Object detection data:
● ● ●

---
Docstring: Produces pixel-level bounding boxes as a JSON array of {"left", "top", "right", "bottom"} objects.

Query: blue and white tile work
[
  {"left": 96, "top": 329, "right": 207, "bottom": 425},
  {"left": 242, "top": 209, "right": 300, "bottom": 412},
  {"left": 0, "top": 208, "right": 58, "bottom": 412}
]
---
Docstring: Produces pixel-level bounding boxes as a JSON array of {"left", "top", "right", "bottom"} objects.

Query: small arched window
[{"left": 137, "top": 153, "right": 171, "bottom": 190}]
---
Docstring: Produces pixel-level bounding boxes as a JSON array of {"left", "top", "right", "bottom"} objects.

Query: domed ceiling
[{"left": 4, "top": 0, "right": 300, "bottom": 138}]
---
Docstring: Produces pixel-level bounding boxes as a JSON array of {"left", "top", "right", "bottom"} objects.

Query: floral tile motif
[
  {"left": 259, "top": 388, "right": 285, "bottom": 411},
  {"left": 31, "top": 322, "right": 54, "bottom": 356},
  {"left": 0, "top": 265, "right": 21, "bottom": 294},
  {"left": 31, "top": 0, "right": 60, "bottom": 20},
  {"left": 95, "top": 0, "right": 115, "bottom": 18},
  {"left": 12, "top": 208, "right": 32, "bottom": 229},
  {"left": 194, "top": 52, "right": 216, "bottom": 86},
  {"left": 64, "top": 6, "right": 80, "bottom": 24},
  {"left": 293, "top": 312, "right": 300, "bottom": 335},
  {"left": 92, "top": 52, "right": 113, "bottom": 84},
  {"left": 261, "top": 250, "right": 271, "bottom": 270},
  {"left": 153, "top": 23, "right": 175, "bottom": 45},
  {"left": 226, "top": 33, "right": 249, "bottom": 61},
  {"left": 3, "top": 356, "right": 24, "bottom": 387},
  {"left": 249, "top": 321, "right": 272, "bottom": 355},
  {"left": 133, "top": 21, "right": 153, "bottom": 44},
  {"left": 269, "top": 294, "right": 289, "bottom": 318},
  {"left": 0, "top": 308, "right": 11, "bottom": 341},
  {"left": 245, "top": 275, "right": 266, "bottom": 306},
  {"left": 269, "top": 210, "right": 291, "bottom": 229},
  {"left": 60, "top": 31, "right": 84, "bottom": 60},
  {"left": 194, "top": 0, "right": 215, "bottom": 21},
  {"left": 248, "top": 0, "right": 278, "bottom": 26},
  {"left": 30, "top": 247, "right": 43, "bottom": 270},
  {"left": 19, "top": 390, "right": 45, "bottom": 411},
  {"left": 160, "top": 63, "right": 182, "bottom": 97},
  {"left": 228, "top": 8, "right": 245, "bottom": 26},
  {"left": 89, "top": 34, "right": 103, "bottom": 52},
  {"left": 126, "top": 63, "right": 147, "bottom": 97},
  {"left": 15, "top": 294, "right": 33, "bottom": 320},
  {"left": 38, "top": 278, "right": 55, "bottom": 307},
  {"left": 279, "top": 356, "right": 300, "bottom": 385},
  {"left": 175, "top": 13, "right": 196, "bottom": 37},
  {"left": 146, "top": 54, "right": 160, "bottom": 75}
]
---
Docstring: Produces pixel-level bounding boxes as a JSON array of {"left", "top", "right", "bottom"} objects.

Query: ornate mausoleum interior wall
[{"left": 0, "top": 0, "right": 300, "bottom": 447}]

● ● ●

> _What is needed_: Extract every line of the material above that contains the string "Query". Letter case counts.

> _Answer to this task_:
Query: blue and white tile work
Query: small arched window
Query: domed ceiling
Query: floral tile motif
Query: ornate mausoleum interior wall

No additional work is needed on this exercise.